#### SELECTION

As a general consideration, it is important to remark that, in the process of the creation of a new writing system, all efforts should be aimed at minimizing ambiguity while maintaining maximum simplicity for users (cf. Venezky 1977: 41-42). The work performed by the Greek linguists in designing the alphabet for the Slavophones in Aegean Macedonia was actually quite advanced on the purely technical (and theoretical) level, especially for the modernization of the language’s transcription system. This is true especially in comparison to the Bulgarian alphabet of the time, in which some letters that corresponded to mere orthographic archaisms remained (cf. Guentcheva 1999: 359).9 The latter made this writing system therefore not strictly phonemic, that is, based on the principle of “one letter, one sound.”
The combination of two or more letters to represent a single phoneme is generally considered, especially from a Cyrillic perspective, to be one of the major shortcomings of the Latin-based writing system (Wellish 1978: 47); in the case of the Abecedar, this element is certainly not the most important problem, as the obstacles to literacy in the Slavic-speaking community emerge in much more significant imperfections appearing in the text. In his review, Miletich cites a long series of examples from the pages of the primer in which words appear to be spelled incoherently, and notes that these inaccuracies represent a clear act of outrage by the Greeks against the Bulgarian script (Miletich 1925: 232).
It appears that the authors of the Abecedar did not pay too much attention to details and neglected the correct use of the writing system they had developed, probably due to a lack of time and attention, but perhaps also, one could assume, due to their own inability to handle a Latin alphabet they had not mastered very well. In this way, they undermined their own linguistic work and jeopardized the possibility of success for the use of the new alphabet by the target population, if that was indeed the goal of their efforts. According to Fishman (1977: xv), the creation of a new script becomes relevant only “insofar as it leads to the acceptance and implementation of the writing systems.” In our case, the decisions that taken in the Abecedar seem rather to indicate of a lack of will and seriousness in planning alphabet reform.
2.6 The “involvement” of Cyril and Methodius
As mentioned above, the use of the Latin instead of the Cyrillic alphabet provoked strong reactions in the Bulgarian press. In fact, once more precise information about the “character and tendencies of this primer” (Shishmanov 1926: 2) was released, anger seized all social circles, without distinction (ibid.). It is interesting to remark that the Greek authorities, in defending their choice, argued that Latin characters were easier to learn than Cyrillic and better suited to the sounds of the language; they recalled that Latin characters had already been used for writing other Slavic languages such as Croatian, Polish and Czech and that, by using some specific diacritical marks, they were able to make the most of the specific phonology of Slavic languages (Michailidis 1996: 339). It is clear that this comparison is accurate from a purely technical and linguistic point of view, but not from a cultural and historical one, since the Slavic peoples mentioned belong to the Catholic sphere of influence and, for them, unlike for the people of the Orthodox faith, the Cyrillic alphabet had no symbolic meaning.
In discussing the phenomenon of the creation of new writing systems, it is essential to evaluate the importance of some extralinguistic factors (Fishman 1977: xii): the application of a writing system to a language is impossible without the imposition of conventions that are accepted as binding by virtually all those who read and write that language (Wellish 1978: 41). In this case, the will of the people was certainly not taken into account in the choice of a Latin-based alphabet. It was not so much a question of abandoning fidelity to previous writing conventions, since the majority of the population were illiterate, but rather of breaking the bond with the Cyrillic alphabet of the liturgical books and icons in the local churches: that is, with the Orthodox religious tradition.

########
#### ENTRIES PROVIDED

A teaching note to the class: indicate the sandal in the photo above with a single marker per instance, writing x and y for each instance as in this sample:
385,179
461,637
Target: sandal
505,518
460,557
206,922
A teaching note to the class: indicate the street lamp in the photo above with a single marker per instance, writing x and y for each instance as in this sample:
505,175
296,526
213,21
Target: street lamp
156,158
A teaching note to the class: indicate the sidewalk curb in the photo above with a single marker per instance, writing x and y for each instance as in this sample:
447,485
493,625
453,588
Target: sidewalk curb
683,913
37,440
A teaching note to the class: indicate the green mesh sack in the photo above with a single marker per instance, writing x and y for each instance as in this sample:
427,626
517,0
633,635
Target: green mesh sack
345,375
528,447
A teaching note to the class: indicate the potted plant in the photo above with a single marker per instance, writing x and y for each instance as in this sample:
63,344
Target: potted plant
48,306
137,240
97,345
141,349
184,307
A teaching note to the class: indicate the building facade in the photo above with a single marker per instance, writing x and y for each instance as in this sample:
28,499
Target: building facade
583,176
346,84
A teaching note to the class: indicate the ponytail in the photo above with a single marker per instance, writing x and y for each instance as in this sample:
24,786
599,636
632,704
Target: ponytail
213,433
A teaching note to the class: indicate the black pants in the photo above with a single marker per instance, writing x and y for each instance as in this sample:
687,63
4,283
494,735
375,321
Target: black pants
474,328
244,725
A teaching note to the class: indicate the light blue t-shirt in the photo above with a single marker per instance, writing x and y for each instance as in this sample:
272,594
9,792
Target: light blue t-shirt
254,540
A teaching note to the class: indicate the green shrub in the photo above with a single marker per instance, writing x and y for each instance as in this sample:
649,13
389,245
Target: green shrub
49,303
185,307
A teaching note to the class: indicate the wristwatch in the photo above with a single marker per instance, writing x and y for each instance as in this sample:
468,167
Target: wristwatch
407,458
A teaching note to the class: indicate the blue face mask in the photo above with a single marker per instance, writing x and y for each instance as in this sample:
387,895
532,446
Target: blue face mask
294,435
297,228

########

**COMPLETE THE FOLLOWING**:
A: In two sentences, summarize the Abecedar passage.
B: Transcribe the stretch of the Abecedar passage from "The combination of" through "(Miletich 1925: 232).".
C: Write the next part of the Abecedar passage, picking up after its final sentence.

**RESPONSE LIST**:
A: Greek linguists designed a technically advanced Latin-based alphabet for the Slavophones of Aegean Macedonia, but the authors of the Abecedar primer spelled words incoherently and undermined their own work. The Latin choice angered the Bulgarian press, and although Greek authorities noted that Latin letters were used for Croatian, Polish and Czech, that comparison ignored the symbolic meaning Cyrillic held for Orthodox people through their liturgical books and icons.

B:
The combination of two or more letters to represent a single phoneme is generally considered, especially from a Cyrillic perspective, to be one of the major shortcomings of the Latin-based writing system (Wellish 1978: 47); in the case of the Abecedar, this element is certainly not the most important problem, as the obstacles to literacy in the Slavic-speaking community emerge in much more significant imperfections appearing in the text. In his review, Miletich cites a long series of examples from the pages of the primer in which words appear to be spelled incoherently, and notes that these inaccuracies represent a clear act of outrage by the Greeks against the Bulgarian script (Miletich 1925: 232).

C:
The Bulgarian and Greek governments, as well as the government of the Kingdom of Serbs, Croats and Slovenes, were all aware of the “power of writing,” that is, of the fact that writing, and therefore literacy, would have a great impact on the speakers of a language and their society (Biscaldi, Matera 2016: 91). They also knew that the conventions of writing systems were inherently sacred and that one writing system could only be replaced by another by force (cf. Wellish 1978: 42). In Bulgaria, the concern about alphabet reform in Latin letters for the Slavophone population in Greece was linked to the belief that this would represent a disruption in the cultural and religious tradition inaugurated by Saints Cyril and Methodius, and this would have extremely significant consequences for this minority’s identity. This was also the immediate reaction of the local Slavic population to the news of the publication of the primer in Latin characters, who exclaimed: “Are they also going to make us Catholics now?” (Kuševski 1983: 186)—a reaction which shows that use of the Latin alphabet was automatically associated with the Catholic sphere of influence.
In Bulgaria, on the news of the publication of the primer for the Macedonian Bulgarians, the philologist Miletich bitterly commented that it was not written “with their centuries-old Cyrillic alphabet, which they gave to the Slavic world through the Cyrillo-Methodian script, but with a kind of Latin alphabet” (Miletich 1925: 230; my translation). Moreover, Miletich criticized the very definition of Abecedar, which was in itself controversial: “The primer is called ‘Abecedar,’ a name that the Bulgarian population would hardly understand, since it is derived from the first letters of the Latin alphabet.” According to Miletich, the Greek government treated its Bulgarian subjects as “a new nation, a recently discovered one, without legitimacy, without its own writing and literacy, without its own literary tradition and standardized literary language” (Miletich 1925: 230; my translation).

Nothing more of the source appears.